§ Work task:
Using the line that has "Question: locate the overcast" as the starting point, print each line to the end of the material below word for word. Add no other lines.

§ Exercise data:
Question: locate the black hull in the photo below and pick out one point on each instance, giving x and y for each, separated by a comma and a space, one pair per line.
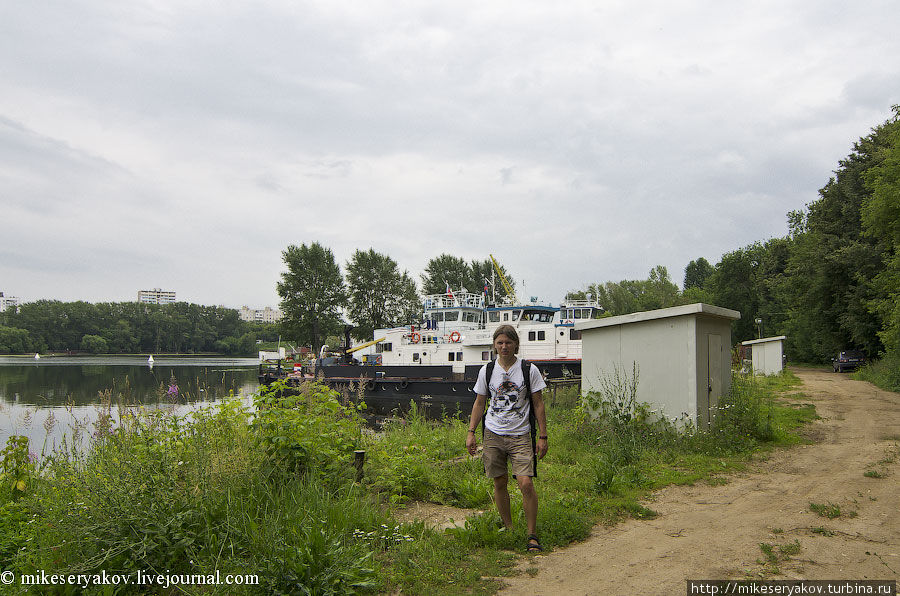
436, 390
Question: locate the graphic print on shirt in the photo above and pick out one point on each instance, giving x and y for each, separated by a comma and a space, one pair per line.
506, 405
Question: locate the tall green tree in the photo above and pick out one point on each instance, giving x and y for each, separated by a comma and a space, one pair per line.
696, 273
832, 263
448, 269
746, 280
445, 269
380, 295
312, 294
633, 295
881, 222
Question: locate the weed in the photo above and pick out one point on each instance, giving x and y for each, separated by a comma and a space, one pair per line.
829, 510
790, 549
769, 551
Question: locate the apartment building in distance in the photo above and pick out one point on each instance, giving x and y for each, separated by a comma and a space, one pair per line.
261, 315
10, 302
156, 296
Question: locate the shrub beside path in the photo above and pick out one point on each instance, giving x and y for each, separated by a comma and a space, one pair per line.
716, 532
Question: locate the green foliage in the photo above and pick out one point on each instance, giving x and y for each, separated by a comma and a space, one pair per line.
880, 215
305, 539
312, 293
380, 295
628, 296
273, 491
16, 467
696, 273
448, 269
305, 429
747, 280
16, 341
94, 344
419, 459
829, 510
884, 373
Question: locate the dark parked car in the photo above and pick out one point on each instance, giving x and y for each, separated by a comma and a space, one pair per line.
848, 360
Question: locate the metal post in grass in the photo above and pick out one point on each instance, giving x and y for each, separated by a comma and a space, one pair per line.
359, 459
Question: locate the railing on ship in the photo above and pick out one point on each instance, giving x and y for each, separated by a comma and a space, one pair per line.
454, 300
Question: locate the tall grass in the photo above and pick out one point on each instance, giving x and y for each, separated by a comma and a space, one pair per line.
272, 490
884, 373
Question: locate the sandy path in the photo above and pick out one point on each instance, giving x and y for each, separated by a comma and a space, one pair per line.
714, 532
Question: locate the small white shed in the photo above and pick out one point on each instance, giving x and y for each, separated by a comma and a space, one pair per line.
683, 356
767, 354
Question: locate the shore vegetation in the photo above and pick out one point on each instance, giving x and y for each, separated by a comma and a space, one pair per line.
272, 489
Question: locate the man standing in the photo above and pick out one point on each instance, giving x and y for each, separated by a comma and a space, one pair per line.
512, 418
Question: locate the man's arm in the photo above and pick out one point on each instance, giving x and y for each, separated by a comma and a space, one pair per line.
477, 413
540, 413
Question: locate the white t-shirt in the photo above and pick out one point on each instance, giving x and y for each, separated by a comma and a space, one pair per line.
508, 406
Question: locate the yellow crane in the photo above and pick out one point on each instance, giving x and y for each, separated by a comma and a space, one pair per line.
506, 285
365, 345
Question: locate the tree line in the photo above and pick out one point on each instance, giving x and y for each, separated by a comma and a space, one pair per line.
127, 328
832, 283
372, 292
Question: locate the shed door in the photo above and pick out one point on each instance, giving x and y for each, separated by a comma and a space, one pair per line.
714, 375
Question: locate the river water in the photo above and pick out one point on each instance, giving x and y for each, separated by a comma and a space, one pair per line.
44, 399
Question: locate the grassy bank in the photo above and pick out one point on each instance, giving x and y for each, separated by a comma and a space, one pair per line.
274, 493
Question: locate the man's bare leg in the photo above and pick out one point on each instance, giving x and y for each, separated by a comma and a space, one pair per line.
529, 501
501, 497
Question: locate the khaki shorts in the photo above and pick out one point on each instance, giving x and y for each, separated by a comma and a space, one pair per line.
499, 448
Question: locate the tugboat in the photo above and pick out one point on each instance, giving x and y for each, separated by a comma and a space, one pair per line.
435, 361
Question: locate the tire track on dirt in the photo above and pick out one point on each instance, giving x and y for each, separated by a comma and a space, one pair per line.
715, 532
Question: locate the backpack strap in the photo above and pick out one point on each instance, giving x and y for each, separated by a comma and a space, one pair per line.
532, 419
488, 372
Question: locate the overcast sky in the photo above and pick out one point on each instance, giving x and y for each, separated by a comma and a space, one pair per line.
184, 144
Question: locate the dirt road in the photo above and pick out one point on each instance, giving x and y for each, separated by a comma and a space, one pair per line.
715, 532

§ Solution:
Question: locate the overcast sky in the photo above and pick out one point on each instance, giving x and y for each, separated by a comma and a space, one pair per line.
184, 144
Question: locate the dirt road in the photo above and pick out one point on each instance, giving x and y for each, separated by a comma and a space, one pair per line.
715, 532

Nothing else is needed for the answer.